■ **Exercise brief**: Count the lines of the material below that contain the word "bare", and reply with only that number.

## begin Records for this exercise

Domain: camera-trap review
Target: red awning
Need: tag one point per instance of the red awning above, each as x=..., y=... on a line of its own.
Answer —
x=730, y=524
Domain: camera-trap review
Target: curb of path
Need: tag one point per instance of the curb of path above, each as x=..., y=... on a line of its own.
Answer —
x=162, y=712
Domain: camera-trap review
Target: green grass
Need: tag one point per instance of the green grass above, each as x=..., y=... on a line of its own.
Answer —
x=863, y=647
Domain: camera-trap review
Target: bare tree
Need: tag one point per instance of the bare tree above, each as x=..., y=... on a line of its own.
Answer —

## end Records for this exercise
## begin Records for this exercise

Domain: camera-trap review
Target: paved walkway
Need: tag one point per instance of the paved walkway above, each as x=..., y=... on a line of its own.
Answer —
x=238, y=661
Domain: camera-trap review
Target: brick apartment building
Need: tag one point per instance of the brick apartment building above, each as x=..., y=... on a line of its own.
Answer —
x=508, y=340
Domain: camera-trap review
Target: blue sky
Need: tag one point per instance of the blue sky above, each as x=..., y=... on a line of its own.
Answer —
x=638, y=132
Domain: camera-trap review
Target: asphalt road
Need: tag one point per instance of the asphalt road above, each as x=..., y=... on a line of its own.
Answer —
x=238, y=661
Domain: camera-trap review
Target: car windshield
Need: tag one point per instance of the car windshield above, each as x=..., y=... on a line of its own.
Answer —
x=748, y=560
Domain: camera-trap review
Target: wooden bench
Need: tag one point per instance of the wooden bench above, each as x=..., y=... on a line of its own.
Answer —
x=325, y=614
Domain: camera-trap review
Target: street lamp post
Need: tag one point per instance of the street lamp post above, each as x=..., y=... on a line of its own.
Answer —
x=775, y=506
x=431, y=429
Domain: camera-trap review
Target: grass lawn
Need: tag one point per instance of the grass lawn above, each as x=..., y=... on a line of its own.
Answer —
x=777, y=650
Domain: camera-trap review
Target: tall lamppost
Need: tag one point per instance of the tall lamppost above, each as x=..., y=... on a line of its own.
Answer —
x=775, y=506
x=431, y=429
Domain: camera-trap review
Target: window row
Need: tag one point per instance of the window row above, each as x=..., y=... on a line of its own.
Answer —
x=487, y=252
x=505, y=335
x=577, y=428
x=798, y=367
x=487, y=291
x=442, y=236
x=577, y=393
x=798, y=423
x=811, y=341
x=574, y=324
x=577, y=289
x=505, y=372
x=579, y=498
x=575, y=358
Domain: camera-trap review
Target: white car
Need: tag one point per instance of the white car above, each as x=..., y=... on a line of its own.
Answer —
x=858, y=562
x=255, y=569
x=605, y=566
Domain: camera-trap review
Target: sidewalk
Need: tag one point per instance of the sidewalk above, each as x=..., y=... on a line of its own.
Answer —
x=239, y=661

## end Records for this exercise
## begin Records for this exercise

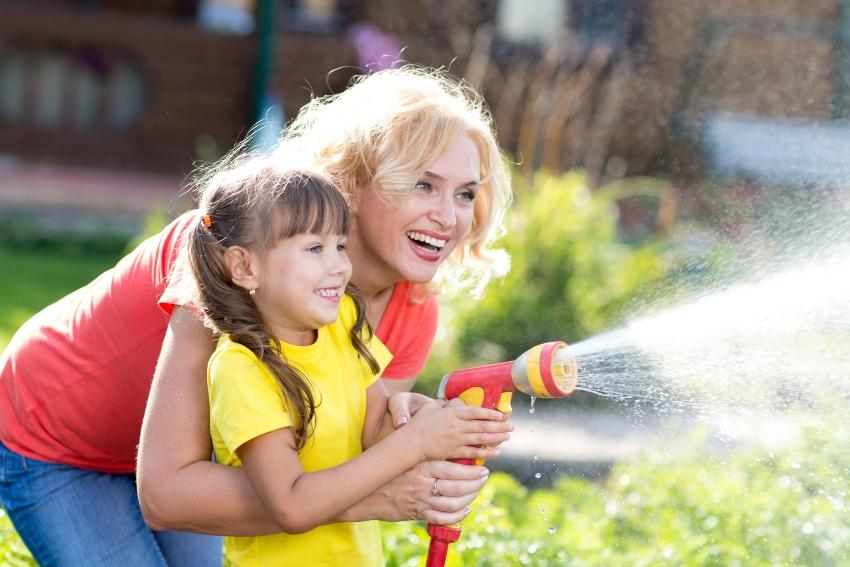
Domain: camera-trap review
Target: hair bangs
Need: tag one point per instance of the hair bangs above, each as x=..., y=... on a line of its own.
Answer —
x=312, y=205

## end Records for this exercise

■ **Answer to this task**: 2